» **Saved data entries**:

------

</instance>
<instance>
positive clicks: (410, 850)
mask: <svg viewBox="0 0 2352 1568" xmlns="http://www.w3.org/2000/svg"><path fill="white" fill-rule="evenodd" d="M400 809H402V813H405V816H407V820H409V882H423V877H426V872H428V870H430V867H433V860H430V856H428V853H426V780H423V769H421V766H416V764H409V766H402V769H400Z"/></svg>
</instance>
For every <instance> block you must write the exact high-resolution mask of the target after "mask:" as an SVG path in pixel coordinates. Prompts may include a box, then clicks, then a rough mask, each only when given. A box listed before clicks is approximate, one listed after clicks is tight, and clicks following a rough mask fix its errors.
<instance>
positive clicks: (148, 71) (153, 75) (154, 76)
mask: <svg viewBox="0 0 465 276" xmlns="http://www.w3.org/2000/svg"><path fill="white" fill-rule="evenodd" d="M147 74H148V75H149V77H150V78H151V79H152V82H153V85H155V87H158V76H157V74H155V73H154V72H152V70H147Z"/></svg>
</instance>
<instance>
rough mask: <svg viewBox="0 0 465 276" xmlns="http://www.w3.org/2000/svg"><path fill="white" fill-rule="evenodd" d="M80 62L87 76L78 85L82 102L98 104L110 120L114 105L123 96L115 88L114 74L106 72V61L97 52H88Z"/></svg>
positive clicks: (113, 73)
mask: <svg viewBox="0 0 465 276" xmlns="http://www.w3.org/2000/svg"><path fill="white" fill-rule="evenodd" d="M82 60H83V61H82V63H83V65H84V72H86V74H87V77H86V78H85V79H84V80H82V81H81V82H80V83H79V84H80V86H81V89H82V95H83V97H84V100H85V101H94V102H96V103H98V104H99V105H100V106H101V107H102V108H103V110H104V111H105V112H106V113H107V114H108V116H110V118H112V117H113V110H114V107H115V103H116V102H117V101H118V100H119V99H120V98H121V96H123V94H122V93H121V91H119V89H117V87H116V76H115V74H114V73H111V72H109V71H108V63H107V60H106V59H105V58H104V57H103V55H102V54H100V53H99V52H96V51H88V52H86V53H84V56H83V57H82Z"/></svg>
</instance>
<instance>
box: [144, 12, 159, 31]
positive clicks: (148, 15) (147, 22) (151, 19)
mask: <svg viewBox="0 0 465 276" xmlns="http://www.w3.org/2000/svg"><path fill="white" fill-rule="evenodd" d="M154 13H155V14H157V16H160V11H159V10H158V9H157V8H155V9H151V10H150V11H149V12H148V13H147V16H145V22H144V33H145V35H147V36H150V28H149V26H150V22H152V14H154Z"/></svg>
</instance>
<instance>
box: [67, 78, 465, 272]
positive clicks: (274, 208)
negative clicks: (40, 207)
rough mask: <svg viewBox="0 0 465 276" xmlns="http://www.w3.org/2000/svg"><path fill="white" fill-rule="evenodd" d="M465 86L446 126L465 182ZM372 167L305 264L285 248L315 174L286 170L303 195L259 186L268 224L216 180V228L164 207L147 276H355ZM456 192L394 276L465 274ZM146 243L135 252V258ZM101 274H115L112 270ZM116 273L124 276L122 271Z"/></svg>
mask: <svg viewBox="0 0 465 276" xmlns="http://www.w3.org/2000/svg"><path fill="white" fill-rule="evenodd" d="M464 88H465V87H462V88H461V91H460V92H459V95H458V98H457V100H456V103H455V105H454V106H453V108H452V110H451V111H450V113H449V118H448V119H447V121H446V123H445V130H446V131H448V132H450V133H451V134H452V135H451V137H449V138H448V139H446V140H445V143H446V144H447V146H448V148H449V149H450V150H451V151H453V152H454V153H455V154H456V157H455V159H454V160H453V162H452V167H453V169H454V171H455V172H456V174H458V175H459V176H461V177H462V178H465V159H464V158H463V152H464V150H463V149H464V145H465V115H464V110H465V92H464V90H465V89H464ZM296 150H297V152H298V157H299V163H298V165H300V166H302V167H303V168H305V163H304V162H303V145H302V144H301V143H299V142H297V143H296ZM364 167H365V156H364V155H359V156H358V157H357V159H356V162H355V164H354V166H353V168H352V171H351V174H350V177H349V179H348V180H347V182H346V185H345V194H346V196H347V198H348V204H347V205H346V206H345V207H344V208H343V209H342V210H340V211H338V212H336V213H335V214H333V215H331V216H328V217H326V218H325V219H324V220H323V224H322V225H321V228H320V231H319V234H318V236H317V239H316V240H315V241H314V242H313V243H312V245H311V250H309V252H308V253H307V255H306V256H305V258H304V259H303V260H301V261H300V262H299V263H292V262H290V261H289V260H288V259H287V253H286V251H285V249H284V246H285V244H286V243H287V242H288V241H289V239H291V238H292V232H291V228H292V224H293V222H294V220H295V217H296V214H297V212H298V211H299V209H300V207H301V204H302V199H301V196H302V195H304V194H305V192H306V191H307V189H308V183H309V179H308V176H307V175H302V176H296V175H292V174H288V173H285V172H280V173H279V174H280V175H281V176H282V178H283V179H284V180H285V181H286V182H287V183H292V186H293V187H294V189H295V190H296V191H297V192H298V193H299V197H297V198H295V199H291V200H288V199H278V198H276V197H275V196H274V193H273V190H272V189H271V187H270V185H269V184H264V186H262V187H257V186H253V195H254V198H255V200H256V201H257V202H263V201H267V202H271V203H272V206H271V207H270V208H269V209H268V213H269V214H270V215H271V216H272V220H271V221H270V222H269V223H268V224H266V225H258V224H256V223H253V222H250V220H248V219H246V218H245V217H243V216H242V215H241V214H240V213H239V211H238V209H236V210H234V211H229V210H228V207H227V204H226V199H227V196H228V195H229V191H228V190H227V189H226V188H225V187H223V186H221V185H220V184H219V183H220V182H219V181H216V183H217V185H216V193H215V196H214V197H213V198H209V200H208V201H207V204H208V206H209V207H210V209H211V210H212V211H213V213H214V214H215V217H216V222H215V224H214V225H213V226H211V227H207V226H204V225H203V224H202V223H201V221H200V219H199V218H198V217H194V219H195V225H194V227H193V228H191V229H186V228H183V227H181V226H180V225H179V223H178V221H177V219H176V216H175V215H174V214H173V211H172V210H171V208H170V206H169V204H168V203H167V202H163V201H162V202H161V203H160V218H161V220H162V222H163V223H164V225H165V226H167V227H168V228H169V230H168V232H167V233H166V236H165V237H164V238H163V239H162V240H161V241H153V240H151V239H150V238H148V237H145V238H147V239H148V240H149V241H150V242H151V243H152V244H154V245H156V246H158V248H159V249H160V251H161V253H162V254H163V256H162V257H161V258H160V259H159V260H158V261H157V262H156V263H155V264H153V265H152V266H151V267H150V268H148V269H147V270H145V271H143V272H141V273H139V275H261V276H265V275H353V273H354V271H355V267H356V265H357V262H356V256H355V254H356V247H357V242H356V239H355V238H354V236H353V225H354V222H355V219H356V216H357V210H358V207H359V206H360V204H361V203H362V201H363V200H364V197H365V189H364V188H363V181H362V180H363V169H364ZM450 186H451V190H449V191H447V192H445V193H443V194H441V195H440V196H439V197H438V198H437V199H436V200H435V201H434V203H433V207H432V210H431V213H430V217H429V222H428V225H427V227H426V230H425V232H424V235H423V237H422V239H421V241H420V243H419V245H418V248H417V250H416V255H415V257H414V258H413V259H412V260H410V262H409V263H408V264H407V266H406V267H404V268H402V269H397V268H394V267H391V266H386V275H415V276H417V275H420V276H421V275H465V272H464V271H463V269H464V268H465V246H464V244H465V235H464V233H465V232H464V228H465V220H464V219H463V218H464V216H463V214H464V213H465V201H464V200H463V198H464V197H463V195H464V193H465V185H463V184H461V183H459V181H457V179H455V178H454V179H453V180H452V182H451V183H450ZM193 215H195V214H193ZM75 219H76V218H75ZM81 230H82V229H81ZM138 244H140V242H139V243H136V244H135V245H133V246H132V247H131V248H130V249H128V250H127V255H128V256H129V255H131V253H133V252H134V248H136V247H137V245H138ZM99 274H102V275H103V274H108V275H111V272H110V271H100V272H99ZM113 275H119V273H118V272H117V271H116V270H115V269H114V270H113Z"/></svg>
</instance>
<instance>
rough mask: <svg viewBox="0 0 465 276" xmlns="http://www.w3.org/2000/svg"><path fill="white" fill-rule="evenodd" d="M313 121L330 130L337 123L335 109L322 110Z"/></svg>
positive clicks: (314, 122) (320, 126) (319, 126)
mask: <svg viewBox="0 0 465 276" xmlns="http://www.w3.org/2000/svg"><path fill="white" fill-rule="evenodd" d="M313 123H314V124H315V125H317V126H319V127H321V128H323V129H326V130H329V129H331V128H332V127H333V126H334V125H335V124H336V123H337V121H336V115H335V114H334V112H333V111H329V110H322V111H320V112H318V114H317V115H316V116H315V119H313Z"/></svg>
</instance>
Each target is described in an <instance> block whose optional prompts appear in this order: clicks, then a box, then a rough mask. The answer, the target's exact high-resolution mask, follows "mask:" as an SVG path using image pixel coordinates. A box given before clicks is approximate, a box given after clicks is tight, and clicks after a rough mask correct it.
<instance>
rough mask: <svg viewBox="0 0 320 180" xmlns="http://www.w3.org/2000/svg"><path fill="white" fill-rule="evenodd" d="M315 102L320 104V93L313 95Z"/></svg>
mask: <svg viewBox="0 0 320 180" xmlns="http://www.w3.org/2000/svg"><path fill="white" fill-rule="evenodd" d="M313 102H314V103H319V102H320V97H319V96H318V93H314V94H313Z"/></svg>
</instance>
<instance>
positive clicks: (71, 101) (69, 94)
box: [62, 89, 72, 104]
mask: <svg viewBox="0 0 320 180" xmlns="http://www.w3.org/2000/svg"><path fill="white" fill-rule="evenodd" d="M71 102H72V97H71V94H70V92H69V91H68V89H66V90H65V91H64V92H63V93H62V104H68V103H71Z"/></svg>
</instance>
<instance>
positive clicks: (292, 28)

------

» **Brief**:
List every line of the records above that contains the word "pixel".

» **Answer to this problem**:
For every <instance> block you must write the exact high-resolution mask of the target after "mask:" as an SVG path in pixel coordinates. Prompts may include a box, then clicks, then a rough mask, each only when given. A box listed before clicks is approximate, one listed after clicks is tight, and clicks following a rough mask fix its errors.
Each target is described in an <instance> block whose optional prompts appear in this order: clicks, then a box, then a rough mask. The answer, the target's exact high-resolution mask, follows "mask:" as an SVG path using image pixel coordinates. A box given before clicks is approximate, a box given after clicks is tight, and clicks after a rough mask correct it.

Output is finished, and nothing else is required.